# Passage
>>>>>

A rule change would allow the thousands of daily traders to work from home.
There were 37 more confirmed cases of the virus on Monday (March 9), and that brings the total to 142. New York Gov. Andrew Cuomo issued a declaration of emergency to help with the effort to contain the virus.
The CEO of the Securities Industry and Financial Markets Association (SIFMA), Kenneth Bentsen Jr., has been spearheading the industry response to the outbreak. He said his organization is talking to regulators about how companies could meet compliance rules if trading staff aren’t working from a place where they’re required to, where there’s plenty of oversight.
The regulators involved include the Securities and Exchange Commission (SEC), the Commodity Futures Trading Commission (CFTC) and the Financial Industry Regulatory Authority (FINRA).
“We’re having very robust discussions, we’re all trying to figure this out on both sides,” Bentsen said. “They’ve done this in the past around the 2008 financial crisis and 9/11. This is about identifying where there might be problems that could impair market operations, and providing guidance or forbearance on a temporary basis outweighs any potential risks.”
Many banks have activated emergency plans in response to the virus, including Morgan Stanley, JPMorgan Chase, Bank of America, Goldman Sachs and Citigroup.
Goldman Sachs, for example, has split its employees into two groups, the white and blue teams, and it alternates them between office and home work. Citigroup is keeping less than 60 percent of its staff at the main site, and the rest are working from home or in Rochester, New York.
“The goal is to keep markets operating in a fair and orderly fashion: that’s the goal of the regulatory perspective and industry perspective, and to do it in a way that meets the rule sets,” Bentsen said.

<<<<<

# Dataset section
>>>>>

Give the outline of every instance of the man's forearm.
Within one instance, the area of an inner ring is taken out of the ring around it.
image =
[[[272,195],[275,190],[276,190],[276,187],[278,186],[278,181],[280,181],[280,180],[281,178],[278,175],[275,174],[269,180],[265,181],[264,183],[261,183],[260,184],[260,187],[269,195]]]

<<<<<

# Questions on the material
(1) In the passage about traders working from home, who is the CEO of the Securities Industry and Financial Markets Association?
(2) Rewrite the passage about traders working from home from "A rule change" up to and including "contain the virus.", substituting "coronavirus" for "virus".

# Results in order
(1) Kenneth Bentsen Jr.

(2)
A rule change would allow the thousands of daily traders to work from home.
There were 37 more confirmed cases of the coronavirus on Monday (March 9), and that brings the total to 142. New York Gov. Andrew Cuomo issued a declaration of emergency to help with the effort to contain the coronavirus.